# DOCUMENT TEXT
As for humans being different, dream on. We have the same reptilian and mammalian brains we have always had, and the same lack of conscious information processing capacity as our ancestors. As noted above, "modern" science and technology won't improve our conditions much, because much of it will be irrelevant. What isn't will be equally useless because we won't have the cheap energy to run it.

Greg C. wrote:

Modern science and technology will disappear as soon as the cheap energy needed to operate them disappears.

Spotting Stewart Brand's new book, Whole Earth Discipline: An Ecopragmatist Manifesto among the bookstore's new arrivals and having enjoyed several of his Whole Earth Catalogs over the years, I went looking for quick doses of his current themes and found this:

Q2C Festival video presentation

Whole Earth Discipline

Three profound transformations are under way on Earth right now. Climate change is real and is pushing us toward managing the planet as a whole. Urbanization (half the world's population now lives in cities, and eighty percent will by midcentury) is altering humanity's land impact and wealth. And biotechnology is becoming the world's dominant engineering tool. In light of these changes, environmentalists are going to have to reverse some longheld opinions and embrace tools that they have traditionally distrusted. Only a radical rethinking of traditional green pieties will allow us to forestall the cataclysmic deterioration of the earth's resources.

Brand addresses the energy issue and proposes what he thinks are the feasible solutions to prevent that scenario.

Brand posts in the The Long Now blog, which I found from Saul Griffith, Renewistan And Energy Literacy, an early January 09 drumbeat post.

Never had a Whole Earth catalog but have quite a large collection of old Mother Earth News magazines.

Late at night one can read about how our youth at one time , "in a galaxy far far far away" yearned longingly for a Return To The Land movement.

The articles are saddening to say the least. We had it right before us and walked away and this was very early on.

They write of the destruction of nature. The same themes are being expressed currently on TOD. Amazing to me.

I drank and danced with those folks and shared their dreams and I never lost the dream to return to my birthplace in Ky. And so I am here yet those hippies and such of long long ago are no where to be found. Just some old faded photographs and a bit of Folk Music.

So I wear my hair long and wear facial hair on my face. I also miss good folk music and play my harmonica and banjo and dream of how it might have been.


Some of us are here, Airdale. And I still have my old M.E.N. mags. New ones too! I even have them on CD. Whole Earth Catalog? Still got it. Organic Gardening? 20 years worth. There are still plenty of us around, mostly keeping their heads down and their powder dry.

# EXERCISE REQUIREMENTS
Translate this sentence from the forum discussion on cheap energy and the Whole Earth movement into Spanish: "Modern science and technology will disappear as soon as the cheap energy needed to operate them disappears."

# RECORDED DATA
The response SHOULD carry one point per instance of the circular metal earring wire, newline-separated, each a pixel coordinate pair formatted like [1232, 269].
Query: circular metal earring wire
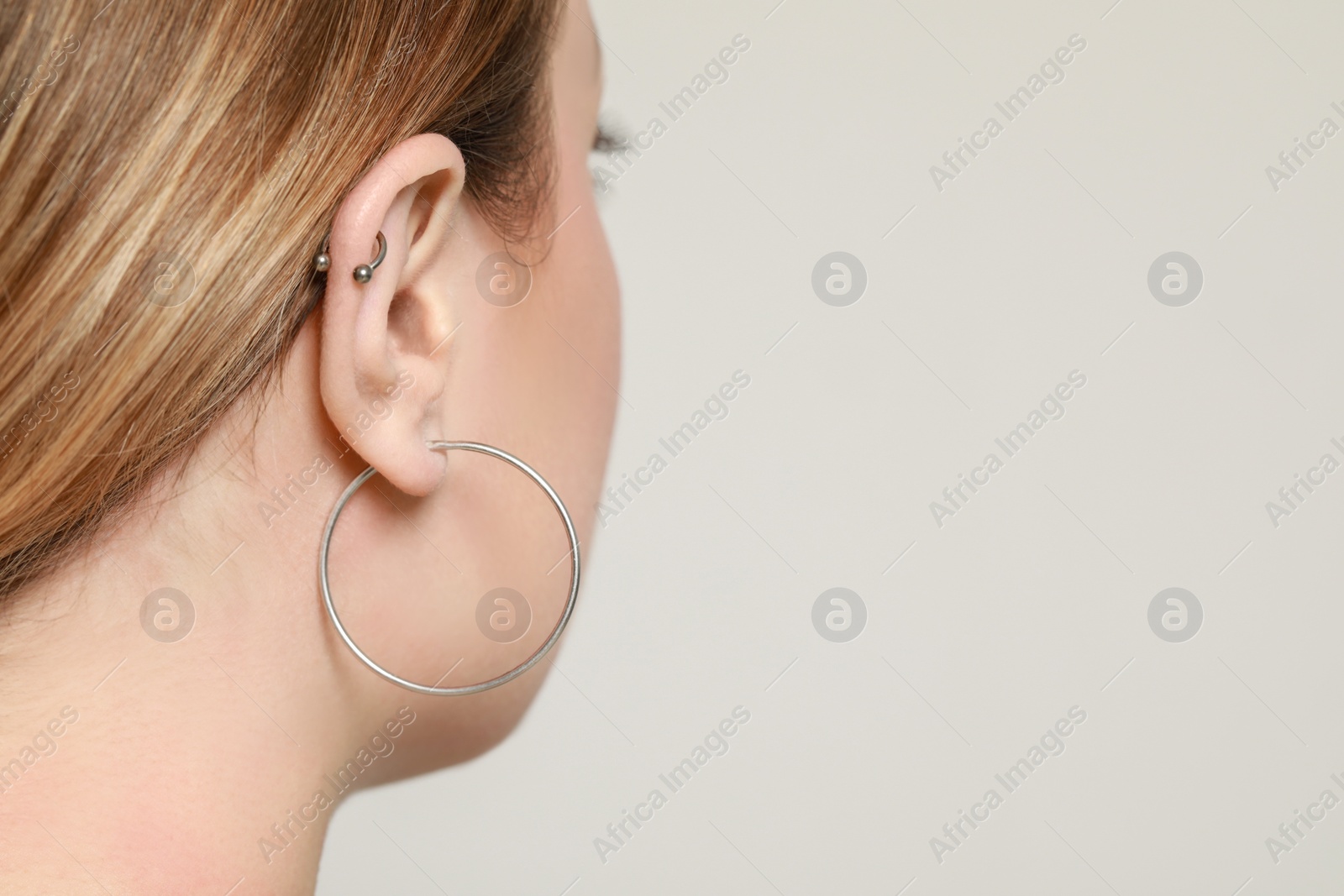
[365, 273]
[517, 671]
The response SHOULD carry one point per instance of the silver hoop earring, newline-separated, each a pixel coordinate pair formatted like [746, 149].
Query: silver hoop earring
[365, 273]
[517, 671]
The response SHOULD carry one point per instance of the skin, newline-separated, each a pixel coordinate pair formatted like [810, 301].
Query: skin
[187, 752]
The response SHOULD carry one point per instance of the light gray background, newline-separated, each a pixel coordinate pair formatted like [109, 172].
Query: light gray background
[1030, 600]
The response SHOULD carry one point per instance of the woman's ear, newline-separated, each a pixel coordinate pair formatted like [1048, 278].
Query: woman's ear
[380, 340]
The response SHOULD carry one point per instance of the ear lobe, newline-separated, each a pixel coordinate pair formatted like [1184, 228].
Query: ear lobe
[380, 375]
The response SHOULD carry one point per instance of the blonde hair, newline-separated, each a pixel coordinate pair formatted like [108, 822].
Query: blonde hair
[168, 170]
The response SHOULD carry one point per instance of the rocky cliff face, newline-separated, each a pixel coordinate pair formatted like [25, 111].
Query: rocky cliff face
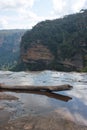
[60, 44]
[9, 47]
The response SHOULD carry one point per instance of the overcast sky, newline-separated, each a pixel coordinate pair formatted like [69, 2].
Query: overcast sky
[15, 14]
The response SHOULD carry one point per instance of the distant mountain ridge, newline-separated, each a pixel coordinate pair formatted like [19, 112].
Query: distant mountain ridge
[59, 44]
[10, 47]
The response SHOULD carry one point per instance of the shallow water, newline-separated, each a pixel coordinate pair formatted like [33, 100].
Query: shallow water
[71, 105]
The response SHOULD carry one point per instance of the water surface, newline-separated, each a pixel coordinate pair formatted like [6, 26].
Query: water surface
[70, 104]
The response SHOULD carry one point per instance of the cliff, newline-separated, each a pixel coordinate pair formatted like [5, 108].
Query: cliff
[9, 47]
[59, 44]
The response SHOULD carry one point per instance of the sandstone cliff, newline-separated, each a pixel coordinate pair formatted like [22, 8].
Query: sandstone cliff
[59, 44]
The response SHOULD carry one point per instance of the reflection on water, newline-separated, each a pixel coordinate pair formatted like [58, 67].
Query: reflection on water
[42, 102]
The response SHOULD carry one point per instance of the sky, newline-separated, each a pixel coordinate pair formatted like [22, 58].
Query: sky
[24, 14]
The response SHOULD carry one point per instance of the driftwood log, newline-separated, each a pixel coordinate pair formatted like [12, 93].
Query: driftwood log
[36, 88]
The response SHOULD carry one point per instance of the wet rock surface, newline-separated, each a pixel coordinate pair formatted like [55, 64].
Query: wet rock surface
[27, 110]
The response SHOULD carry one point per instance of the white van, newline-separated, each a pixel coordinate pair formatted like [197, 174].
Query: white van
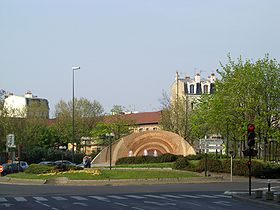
[24, 165]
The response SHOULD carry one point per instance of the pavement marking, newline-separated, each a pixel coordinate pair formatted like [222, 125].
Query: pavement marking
[223, 203]
[59, 198]
[155, 196]
[207, 196]
[137, 208]
[190, 196]
[3, 199]
[79, 198]
[20, 199]
[40, 199]
[100, 198]
[172, 196]
[135, 196]
[224, 196]
[120, 204]
[191, 203]
[80, 204]
[116, 197]
[160, 204]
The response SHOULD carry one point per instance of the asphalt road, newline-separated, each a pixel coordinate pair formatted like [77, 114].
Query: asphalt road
[138, 197]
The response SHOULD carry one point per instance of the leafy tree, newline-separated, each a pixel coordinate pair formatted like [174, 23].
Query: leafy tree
[87, 115]
[175, 116]
[247, 92]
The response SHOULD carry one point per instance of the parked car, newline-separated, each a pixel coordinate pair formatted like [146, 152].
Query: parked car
[51, 163]
[64, 162]
[23, 164]
[9, 168]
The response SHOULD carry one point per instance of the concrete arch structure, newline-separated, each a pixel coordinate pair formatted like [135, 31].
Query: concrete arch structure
[161, 141]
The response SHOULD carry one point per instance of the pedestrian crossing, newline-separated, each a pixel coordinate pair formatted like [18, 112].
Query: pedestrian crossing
[107, 198]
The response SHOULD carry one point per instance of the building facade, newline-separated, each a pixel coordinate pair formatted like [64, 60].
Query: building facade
[192, 88]
[26, 106]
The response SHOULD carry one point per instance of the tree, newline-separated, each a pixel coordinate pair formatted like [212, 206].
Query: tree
[175, 116]
[87, 115]
[247, 92]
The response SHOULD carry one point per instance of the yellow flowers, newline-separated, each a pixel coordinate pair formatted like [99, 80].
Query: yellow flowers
[94, 172]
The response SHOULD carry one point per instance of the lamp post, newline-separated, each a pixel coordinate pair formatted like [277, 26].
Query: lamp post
[74, 68]
[110, 136]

# COMPLETE ANSWER
La ciencia y la tecnología modernas desaparecerán en cuanto desaparezca la energía barata necesaria para hacerlas funcionar.